Please find every line in the entries below that contains the string "hose", and copy it.

*** Opening Record set ***

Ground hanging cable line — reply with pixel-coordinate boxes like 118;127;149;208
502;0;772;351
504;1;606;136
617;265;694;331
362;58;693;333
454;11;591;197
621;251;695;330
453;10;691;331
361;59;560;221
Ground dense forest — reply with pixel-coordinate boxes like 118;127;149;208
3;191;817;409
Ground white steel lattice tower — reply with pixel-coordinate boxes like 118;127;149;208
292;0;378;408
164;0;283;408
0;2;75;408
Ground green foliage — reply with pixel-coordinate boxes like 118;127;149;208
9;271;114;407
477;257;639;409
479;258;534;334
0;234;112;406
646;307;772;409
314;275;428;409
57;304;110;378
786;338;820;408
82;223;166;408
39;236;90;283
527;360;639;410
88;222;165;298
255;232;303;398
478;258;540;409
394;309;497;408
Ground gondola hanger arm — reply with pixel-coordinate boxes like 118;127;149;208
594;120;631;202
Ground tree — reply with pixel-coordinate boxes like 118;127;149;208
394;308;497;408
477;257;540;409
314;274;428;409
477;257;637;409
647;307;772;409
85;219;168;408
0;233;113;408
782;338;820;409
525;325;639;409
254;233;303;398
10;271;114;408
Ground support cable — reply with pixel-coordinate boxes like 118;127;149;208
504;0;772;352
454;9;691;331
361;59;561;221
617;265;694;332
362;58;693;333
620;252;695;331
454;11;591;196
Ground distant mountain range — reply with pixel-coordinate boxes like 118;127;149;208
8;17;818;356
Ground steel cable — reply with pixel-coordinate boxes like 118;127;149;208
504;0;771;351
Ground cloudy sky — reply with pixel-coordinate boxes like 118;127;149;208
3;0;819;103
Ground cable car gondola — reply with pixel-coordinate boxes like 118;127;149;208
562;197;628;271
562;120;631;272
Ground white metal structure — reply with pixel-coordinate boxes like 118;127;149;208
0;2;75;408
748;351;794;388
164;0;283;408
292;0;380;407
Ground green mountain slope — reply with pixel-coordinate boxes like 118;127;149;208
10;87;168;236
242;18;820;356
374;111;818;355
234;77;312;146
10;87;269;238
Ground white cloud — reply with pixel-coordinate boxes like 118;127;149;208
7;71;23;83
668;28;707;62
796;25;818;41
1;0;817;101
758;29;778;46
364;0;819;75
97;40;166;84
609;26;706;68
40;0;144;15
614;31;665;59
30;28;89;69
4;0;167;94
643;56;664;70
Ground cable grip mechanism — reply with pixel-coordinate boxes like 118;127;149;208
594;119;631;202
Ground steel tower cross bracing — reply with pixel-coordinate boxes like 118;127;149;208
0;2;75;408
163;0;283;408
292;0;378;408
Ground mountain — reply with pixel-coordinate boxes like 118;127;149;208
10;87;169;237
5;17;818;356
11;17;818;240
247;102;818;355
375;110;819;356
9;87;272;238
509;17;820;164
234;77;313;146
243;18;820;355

*** Closing Record set ***
*** Opening Record set ***

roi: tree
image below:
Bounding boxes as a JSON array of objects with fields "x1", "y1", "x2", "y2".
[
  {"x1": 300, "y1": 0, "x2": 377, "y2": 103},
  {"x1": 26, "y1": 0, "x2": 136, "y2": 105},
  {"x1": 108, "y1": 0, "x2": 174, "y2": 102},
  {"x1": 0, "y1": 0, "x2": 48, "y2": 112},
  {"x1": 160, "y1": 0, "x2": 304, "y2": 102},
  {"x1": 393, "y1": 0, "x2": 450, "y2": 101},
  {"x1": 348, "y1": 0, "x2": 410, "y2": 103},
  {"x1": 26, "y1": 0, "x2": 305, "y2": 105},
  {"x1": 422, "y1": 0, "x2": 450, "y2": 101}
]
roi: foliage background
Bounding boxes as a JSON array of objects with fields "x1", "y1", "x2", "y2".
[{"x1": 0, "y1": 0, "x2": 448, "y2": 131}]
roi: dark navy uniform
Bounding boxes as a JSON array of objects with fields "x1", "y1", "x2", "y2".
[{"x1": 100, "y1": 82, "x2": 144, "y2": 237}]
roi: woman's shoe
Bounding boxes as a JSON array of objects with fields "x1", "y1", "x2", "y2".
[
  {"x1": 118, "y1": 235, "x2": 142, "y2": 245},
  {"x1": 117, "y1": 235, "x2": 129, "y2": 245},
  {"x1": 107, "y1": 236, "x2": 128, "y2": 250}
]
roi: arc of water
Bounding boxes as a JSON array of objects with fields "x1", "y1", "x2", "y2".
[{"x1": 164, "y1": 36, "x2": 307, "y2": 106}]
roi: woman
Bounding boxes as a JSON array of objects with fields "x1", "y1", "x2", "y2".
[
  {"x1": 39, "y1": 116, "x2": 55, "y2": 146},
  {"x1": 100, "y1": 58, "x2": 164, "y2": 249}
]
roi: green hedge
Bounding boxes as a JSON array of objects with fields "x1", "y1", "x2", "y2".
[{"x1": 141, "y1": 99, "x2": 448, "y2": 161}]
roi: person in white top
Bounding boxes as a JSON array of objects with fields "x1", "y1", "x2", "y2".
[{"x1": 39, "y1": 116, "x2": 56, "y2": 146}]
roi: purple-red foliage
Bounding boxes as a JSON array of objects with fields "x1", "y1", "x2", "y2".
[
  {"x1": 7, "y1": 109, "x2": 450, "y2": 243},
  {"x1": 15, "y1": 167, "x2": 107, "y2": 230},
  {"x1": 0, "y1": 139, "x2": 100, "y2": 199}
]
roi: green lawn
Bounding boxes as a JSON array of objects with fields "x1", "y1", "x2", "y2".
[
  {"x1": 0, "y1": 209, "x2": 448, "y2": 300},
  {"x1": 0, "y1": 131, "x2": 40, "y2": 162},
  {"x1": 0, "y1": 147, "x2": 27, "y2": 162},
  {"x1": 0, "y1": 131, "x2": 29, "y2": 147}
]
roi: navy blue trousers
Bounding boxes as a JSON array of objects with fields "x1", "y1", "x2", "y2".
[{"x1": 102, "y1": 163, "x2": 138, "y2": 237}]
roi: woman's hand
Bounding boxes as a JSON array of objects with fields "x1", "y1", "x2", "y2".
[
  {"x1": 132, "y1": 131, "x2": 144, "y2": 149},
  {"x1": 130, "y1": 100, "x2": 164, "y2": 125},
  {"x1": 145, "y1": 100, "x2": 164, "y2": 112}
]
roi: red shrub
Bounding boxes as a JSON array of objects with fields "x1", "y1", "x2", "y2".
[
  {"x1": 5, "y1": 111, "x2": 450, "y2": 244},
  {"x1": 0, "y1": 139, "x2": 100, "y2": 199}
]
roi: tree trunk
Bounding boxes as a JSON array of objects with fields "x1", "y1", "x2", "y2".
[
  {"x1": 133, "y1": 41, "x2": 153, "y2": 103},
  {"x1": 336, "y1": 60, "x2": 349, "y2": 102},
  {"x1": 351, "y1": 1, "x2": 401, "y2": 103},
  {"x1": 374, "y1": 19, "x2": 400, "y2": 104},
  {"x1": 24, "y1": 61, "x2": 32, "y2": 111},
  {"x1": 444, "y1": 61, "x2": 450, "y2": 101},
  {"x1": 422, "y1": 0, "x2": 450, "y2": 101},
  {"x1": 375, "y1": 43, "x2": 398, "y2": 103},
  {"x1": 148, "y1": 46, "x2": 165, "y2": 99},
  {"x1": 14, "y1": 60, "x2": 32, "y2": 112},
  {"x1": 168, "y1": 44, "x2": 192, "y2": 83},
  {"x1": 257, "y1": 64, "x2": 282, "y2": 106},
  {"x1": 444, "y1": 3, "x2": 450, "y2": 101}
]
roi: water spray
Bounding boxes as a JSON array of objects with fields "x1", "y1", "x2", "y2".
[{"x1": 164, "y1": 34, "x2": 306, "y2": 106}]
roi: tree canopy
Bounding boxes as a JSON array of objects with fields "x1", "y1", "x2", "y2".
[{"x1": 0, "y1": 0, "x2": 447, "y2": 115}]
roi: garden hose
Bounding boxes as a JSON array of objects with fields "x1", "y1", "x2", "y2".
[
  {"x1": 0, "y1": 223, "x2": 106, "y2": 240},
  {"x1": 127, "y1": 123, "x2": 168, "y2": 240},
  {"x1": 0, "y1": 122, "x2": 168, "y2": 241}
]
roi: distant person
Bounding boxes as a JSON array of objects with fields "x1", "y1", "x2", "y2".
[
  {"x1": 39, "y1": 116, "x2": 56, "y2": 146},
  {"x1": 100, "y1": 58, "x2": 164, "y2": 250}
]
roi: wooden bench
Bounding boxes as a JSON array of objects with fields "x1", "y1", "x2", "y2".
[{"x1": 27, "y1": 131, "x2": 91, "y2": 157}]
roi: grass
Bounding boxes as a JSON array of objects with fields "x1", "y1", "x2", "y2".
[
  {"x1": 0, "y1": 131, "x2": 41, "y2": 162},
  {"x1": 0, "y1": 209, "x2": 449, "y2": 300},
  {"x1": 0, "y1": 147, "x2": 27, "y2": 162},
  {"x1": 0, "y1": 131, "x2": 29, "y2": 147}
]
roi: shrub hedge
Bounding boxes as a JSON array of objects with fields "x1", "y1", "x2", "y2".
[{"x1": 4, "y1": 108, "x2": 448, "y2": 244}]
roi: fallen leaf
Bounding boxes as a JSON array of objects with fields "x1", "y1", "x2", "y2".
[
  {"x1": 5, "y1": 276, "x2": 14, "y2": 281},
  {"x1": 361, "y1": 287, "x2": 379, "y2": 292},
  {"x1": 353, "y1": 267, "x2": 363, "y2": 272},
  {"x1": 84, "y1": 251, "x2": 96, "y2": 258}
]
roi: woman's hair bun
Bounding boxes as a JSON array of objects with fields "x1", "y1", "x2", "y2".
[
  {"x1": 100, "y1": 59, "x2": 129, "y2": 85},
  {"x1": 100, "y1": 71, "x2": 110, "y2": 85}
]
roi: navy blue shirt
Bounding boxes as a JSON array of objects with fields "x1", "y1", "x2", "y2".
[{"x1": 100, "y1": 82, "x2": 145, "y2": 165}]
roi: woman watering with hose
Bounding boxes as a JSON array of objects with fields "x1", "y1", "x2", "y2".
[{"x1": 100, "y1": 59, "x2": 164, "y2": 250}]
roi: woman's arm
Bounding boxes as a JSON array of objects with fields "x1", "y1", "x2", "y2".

*** Closing Record set ***

## [Solution to this problem]
roi: garden hose
roi: woman watering with hose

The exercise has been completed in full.